• **Data to process**:
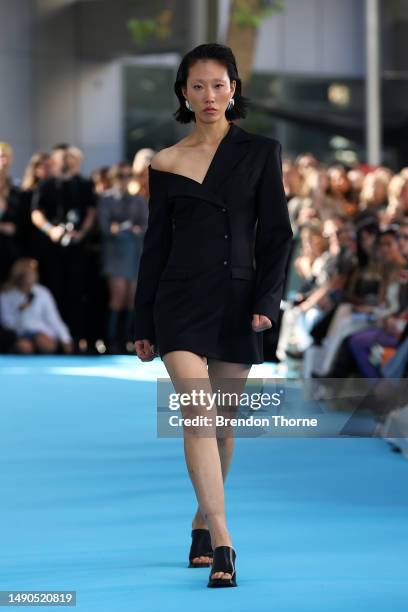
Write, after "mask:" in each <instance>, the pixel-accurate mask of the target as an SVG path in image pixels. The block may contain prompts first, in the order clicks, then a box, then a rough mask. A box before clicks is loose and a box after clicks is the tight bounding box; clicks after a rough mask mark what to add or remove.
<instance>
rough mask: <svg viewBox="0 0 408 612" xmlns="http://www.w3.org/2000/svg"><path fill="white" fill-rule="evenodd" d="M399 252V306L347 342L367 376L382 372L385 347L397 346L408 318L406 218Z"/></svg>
mask: <svg viewBox="0 0 408 612" xmlns="http://www.w3.org/2000/svg"><path fill="white" fill-rule="evenodd" d="M398 235H399V244H400V252H401V254H402V255H403V256H404V258H405V263H404V265H403V266H401V267H399V268H397V270H396V273H395V281H396V283H397V284H398V308H397V309H396V310H395V312H394V313H392V314H389V315H388V316H383V317H382V318H381V319H380V320H379V321H378V323H377V325H375V326H371V327H369V328H368V329H365V330H362V331H360V332H357V333H355V334H353V335H352V336H351V337H350V338H349V339H348V345H349V348H350V351H351V353H352V354H353V356H354V359H355V361H356V363H357V366H358V368H359V370H360V372H361V373H362V374H363V376H365V377H366V378H378V377H380V376H381V375H382V372H381V366H382V365H383V361H382V356H383V353H384V350H383V349H384V348H390V347H391V348H396V347H398V346H399V344H400V340H401V338H402V334H403V332H404V330H405V328H406V326H407V322H408V219H407V220H405V221H404V222H403V223H402V224H401V226H400V229H399V234H398Z"/></svg>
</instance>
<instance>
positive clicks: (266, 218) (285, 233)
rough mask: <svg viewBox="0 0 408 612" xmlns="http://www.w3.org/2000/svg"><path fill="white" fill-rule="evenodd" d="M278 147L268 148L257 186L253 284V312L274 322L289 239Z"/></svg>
mask: <svg viewBox="0 0 408 612" xmlns="http://www.w3.org/2000/svg"><path fill="white" fill-rule="evenodd" d="M281 151H282V147H281V144H280V143H279V142H278V141H274V142H273V143H272V145H271V147H270V149H269V152H268V156H267V159H266V163H265V167H264V169H263V171H262V175H261V178H260V182H259V185H258V190H257V205H258V224H257V229H256V240H255V262H256V285H255V299H254V305H253V313H254V314H259V315H261V314H263V315H265V316H267V317H268V318H269V319H270V320H271V321H272V322H274V323H276V322H277V320H278V315H279V307H280V301H281V297H282V290H283V284H284V280H285V271H286V264H287V260H288V257H289V252H290V247H291V243H292V237H293V232H292V227H291V223H290V219H289V212H288V205H287V201H286V196H285V190H284V187H283V181H282V157H281Z"/></svg>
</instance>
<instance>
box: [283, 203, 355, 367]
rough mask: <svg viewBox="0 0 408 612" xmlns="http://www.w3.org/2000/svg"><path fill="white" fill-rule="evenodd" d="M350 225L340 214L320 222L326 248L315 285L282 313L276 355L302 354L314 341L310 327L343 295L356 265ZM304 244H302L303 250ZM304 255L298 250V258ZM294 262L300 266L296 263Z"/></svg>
mask: <svg viewBox="0 0 408 612" xmlns="http://www.w3.org/2000/svg"><path fill="white" fill-rule="evenodd" d="M349 233H350V228H349V226H348V223H347V221H346V220H345V219H344V218H343V217H342V216H339V215H336V216H334V217H333V219H327V221H326V222H325V223H324V225H323V236H324V237H325V238H326V239H327V240H328V248H327V250H326V251H325V252H324V253H322V254H321V255H320V258H321V263H322V266H321V270H320V271H319V274H318V276H316V278H315V279H314V285H313V286H312V287H310V289H309V291H308V292H307V293H306V294H303V295H300V296H296V298H295V302H294V305H293V306H291V307H290V308H288V309H287V310H286V311H285V313H284V315H283V317H282V332H281V337H280V339H279V344H278V350H277V356H278V358H279V359H284V357H285V355H287V356H291V357H294V358H298V357H301V356H302V355H303V352H304V351H305V350H306V349H307V348H309V346H311V345H312V343H313V337H312V335H311V330H312V328H313V327H314V326H315V325H316V324H317V323H318V322H319V321H320V320H321V319H322V318H323V317H324V316H325V315H326V314H328V313H329V312H330V311H331V310H333V308H335V307H336V305H337V303H338V302H339V300H340V299H341V297H342V293H343V290H344V287H345V285H346V283H347V281H348V278H349V276H350V274H351V272H352V270H353V268H354V266H355V265H356V259H355V255H354V253H353V251H352V250H351V249H350V245H349V240H350V238H349ZM304 251H305V248H303V252H304ZM302 257H304V253H301V258H300V261H301V259H302ZM295 266H299V262H298V264H296V263H295Z"/></svg>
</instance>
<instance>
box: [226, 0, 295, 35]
mask: <svg viewBox="0 0 408 612" xmlns="http://www.w3.org/2000/svg"><path fill="white" fill-rule="evenodd" d="M258 5H259V12H258V13H257V14H254V13H253V12H252V11H251V8H250V7H249V6H247V5H246V2H245V0H243V1H242V2H240V5H239V7H238V8H237V9H235V10H234V11H233V13H232V19H233V20H234V22H235V23H236V24H237V25H238V26H239V27H242V28H258V27H259V26H260V25H261V23H262V21H263V20H264V19H265V17H268V16H269V15H272V14H273V13H277V12H279V11H282V10H283V9H284V6H285V5H284V0H258Z"/></svg>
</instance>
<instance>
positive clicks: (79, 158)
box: [31, 145, 96, 346]
mask: <svg viewBox="0 0 408 612" xmlns="http://www.w3.org/2000/svg"><path fill="white" fill-rule="evenodd" d="M81 159H82V154H81V152H80V151H79V149H76V148H74V147H71V146H69V145H59V146H57V147H56V148H55V149H54V151H53V153H52V163H53V169H54V176H53V177H52V178H50V179H47V180H46V181H44V182H43V183H41V184H40V186H39V188H38V190H37V191H36V193H35V194H34V196H33V201H32V207H31V210H32V213H31V218H32V221H33V223H34V225H36V226H37V227H38V228H39V229H40V230H41V231H42V232H43V240H42V241H41V242H42V244H40V245H39V249H38V250H39V255H38V258H39V263H40V274H41V281H42V282H43V283H44V284H45V285H46V286H47V287H48V288H49V289H50V290H51V291H52V293H53V295H54V297H55V299H56V301H57V304H58V308H59V309H60V312H61V315H62V318H63V319H64V321H65V322H66V323H67V325H68V326H69V328H70V330H71V333H72V336H73V338H74V342H75V345H76V346H77V344H78V342H79V340H80V338H81V337H83V336H84V331H85V330H84V325H83V309H84V292H85V288H84V280H85V277H84V248H83V246H84V245H83V241H84V239H85V237H86V235H87V233H88V232H89V230H90V229H91V227H92V225H93V222H94V219H95V214H96V195H95V192H94V187H93V183H92V181H90V180H89V179H86V178H84V177H83V176H81V174H80V173H79V171H80V161H81Z"/></svg>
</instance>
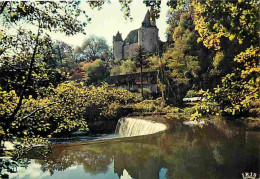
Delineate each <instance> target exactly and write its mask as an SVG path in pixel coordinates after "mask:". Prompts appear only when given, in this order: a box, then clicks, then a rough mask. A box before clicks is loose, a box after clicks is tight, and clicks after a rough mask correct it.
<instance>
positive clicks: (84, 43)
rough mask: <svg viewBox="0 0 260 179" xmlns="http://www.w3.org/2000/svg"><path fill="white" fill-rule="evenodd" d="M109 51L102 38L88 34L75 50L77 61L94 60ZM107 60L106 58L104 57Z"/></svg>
mask: <svg viewBox="0 0 260 179" xmlns="http://www.w3.org/2000/svg"><path fill="white" fill-rule="evenodd" d="M108 53H110V52H109V46H108V45H107V42H106V40H105V39H104V38H102V37H98V36H94V35H92V36H90V37H89V38H87V39H86V40H85V41H84V42H83V44H82V46H81V47H78V49H77V50H76V57H77V61H94V60H96V59H100V58H104V57H105V56H107V55H106V54H108ZM106 60H107V59H106Z"/></svg>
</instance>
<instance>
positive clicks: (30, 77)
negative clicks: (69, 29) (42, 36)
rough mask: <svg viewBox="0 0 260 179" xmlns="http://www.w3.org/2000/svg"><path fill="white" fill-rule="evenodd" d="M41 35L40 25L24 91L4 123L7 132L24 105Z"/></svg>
mask: <svg viewBox="0 0 260 179" xmlns="http://www.w3.org/2000/svg"><path fill="white" fill-rule="evenodd" d="M39 35H40V25H39V29H38V34H37V37H36V40H35V46H34V49H33V55H32V58H31V62H30V66H29V71H28V75H27V78H26V81H25V83H24V86H23V89H22V92H21V94H20V96H19V101H18V104H17V106H16V108H15V109H14V111H13V112H12V114H11V116H10V117H9V118H8V120H7V121H6V123H5V125H4V128H3V130H4V131H5V132H7V129H8V128H10V126H11V124H12V122H13V121H14V120H15V115H16V114H17V113H18V111H19V110H20V108H21V106H22V102H23V99H24V96H25V93H26V90H27V88H28V85H29V81H30V79H31V76H32V71H33V66H34V63H35V56H36V52H37V48H38V43H39Z"/></svg>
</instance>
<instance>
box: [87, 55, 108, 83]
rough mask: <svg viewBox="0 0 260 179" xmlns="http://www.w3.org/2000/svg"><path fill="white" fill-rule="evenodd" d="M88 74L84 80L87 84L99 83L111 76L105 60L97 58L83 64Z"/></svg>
mask: <svg viewBox="0 0 260 179" xmlns="http://www.w3.org/2000/svg"><path fill="white" fill-rule="evenodd" d="M83 70H85V72H86V75H85V77H84V80H85V82H86V84H87V85H98V84H101V82H102V81H105V79H106V78H107V77H108V76H109V72H108V69H107V67H106V66H105V64H104V62H103V61H101V60H100V59H97V60H95V61H93V62H87V63H85V64H84V65H83Z"/></svg>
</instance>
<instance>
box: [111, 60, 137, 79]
mask: <svg viewBox="0 0 260 179" xmlns="http://www.w3.org/2000/svg"><path fill="white" fill-rule="evenodd" d="M120 62H121V63H120V65H113V66H112V69H111V72H110V75H113V76H114V75H125V74H131V73H135V72H136V70H137V68H136V63H135V61H134V60H132V59H130V58H129V59H126V60H124V61H120Z"/></svg>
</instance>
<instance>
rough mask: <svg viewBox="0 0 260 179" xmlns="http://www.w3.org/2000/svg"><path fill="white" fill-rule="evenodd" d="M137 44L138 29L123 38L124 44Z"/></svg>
mask: <svg viewBox="0 0 260 179" xmlns="http://www.w3.org/2000/svg"><path fill="white" fill-rule="evenodd" d="M137 42H138V29H135V30H132V31H131V32H129V34H128V35H127V37H126V38H125V43H129V44H133V43H137Z"/></svg>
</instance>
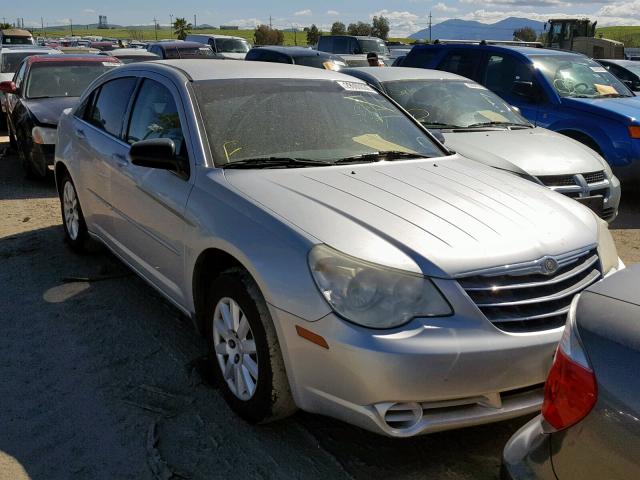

• **Problem to solve**:
Scan the records above for the word "after". Copy each line that has it.

• **Your response**:
Write, after "mask:" in each <instance>, the pixel-accurate mask of the target as an SVG path in image pixels. The block may contain prompts first, in the order clicks, then a box, then a rough mask. A box before clicks is loose and a box after clicks is the tight bounding box; clicks after a rough mask mark what to add or remove.
Delineate each <instance> target exactly and write its mask as an SVG path in pixel coordinates after "mask:". Prompts appear only when given, in this order: a box, then clicks, then a rough mask. A box before clicks is loose, a box after clicks is tight, and clicks after a rough mask correct it.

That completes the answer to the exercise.